- **Work to do**
Please rewrite the data starting at the line containing "In the photo above, where can the dark" and ending at the line containing "pixel 100 197", swapping "shirt pocket" for "coat pocket" and leaving everything else unchanged.

- **Recorded data**

# # # #

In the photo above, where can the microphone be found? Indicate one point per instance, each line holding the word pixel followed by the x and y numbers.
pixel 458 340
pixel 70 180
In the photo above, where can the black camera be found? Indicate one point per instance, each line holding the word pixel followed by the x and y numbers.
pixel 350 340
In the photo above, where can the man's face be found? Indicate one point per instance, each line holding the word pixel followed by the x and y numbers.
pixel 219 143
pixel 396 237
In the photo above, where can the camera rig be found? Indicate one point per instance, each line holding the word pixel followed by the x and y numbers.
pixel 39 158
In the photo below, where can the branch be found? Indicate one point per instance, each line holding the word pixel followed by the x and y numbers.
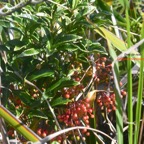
pixel 9 10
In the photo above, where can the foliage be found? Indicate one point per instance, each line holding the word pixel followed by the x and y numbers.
pixel 56 69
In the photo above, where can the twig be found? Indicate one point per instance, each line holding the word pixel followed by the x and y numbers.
pixel 51 136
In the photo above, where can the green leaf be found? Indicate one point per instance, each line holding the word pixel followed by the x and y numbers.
pixel 96 47
pixel 69 47
pixel 38 114
pixel 3 48
pixel 29 52
pixel 64 82
pixel 119 44
pixel 16 42
pixel 59 101
pixel 25 98
pixel 41 74
pixel 73 3
pixel 55 142
pixel 61 39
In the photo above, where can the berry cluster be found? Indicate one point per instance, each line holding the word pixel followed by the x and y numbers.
pixel 72 91
pixel 104 80
pixel 77 113
pixel 106 100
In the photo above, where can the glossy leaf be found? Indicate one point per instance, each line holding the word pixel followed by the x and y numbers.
pixel 64 82
pixel 59 101
pixel 29 52
pixel 41 74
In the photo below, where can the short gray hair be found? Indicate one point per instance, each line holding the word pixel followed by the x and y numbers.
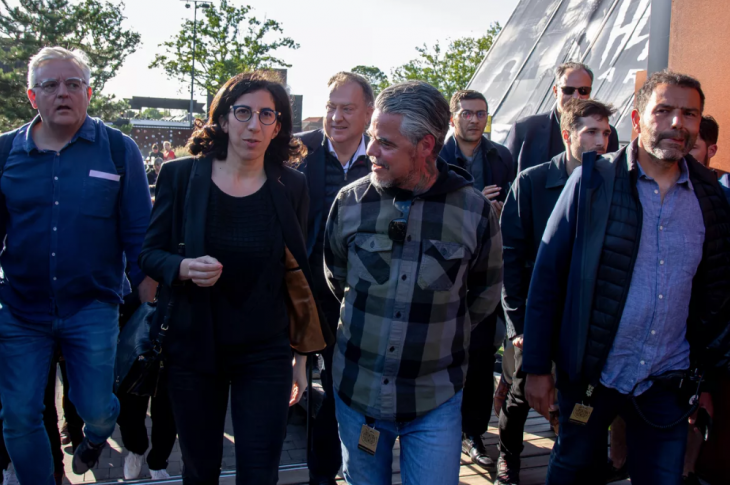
pixel 571 66
pixel 52 53
pixel 345 77
pixel 424 109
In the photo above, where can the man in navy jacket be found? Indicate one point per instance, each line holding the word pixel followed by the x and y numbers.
pixel 336 158
pixel 536 139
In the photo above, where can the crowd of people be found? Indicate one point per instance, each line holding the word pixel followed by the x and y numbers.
pixel 602 269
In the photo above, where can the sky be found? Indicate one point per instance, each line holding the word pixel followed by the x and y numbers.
pixel 334 35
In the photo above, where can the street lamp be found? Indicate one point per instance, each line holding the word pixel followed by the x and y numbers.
pixel 204 5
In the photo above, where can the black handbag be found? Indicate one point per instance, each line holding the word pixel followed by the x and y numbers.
pixel 140 375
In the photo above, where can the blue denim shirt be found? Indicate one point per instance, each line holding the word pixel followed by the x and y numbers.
pixel 67 227
pixel 651 334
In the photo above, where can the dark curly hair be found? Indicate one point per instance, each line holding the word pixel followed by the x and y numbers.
pixel 209 138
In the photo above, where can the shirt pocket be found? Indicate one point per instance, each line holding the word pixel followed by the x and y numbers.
pixel 372 254
pixel 440 264
pixel 100 197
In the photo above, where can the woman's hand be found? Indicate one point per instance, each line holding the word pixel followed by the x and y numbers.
pixel 203 271
pixel 299 381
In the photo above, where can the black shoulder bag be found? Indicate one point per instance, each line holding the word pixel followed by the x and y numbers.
pixel 143 375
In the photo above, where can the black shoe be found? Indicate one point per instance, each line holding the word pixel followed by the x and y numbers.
pixel 474 447
pixel 508 471
pixel 614 474
pixel 86 456
pixel 691 479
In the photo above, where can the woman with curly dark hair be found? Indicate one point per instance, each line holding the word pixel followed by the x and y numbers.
pixel 235 205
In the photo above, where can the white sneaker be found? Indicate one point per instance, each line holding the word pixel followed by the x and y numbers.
pixel 159 474
pixel 133 466
pixel 9 477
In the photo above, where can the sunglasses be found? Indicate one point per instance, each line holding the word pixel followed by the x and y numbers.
pixel 398 228
pixel 569 90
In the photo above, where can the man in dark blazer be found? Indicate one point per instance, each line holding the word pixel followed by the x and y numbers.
pixel 537 139
pixel 526 212
pixel 491 166
pixel 336 158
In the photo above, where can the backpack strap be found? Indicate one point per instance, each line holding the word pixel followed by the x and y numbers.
pixel 118 150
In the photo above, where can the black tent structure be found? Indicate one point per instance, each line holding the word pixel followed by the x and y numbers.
pixel 610 36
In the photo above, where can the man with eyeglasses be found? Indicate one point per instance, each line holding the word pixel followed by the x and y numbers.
pixel 537 139
pixel 337 156
pixel 490 164
pixel 415 255
pixel 74 207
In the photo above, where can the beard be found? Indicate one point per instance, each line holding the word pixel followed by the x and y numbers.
pixel 652 143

# # # #

- **Output of the task**
In the photo above, where can the dark curly hair be found? Indicate one point per instance, each line holding the word pixel followed by the x and y numbers.
pixel 209 138
In the photo above, where can the coat pocket be found? Indicate one point per instance, each line holding the word pixel followed by the x and y numbers.
pixel 372 254
pixel 440 264
pixel 100 197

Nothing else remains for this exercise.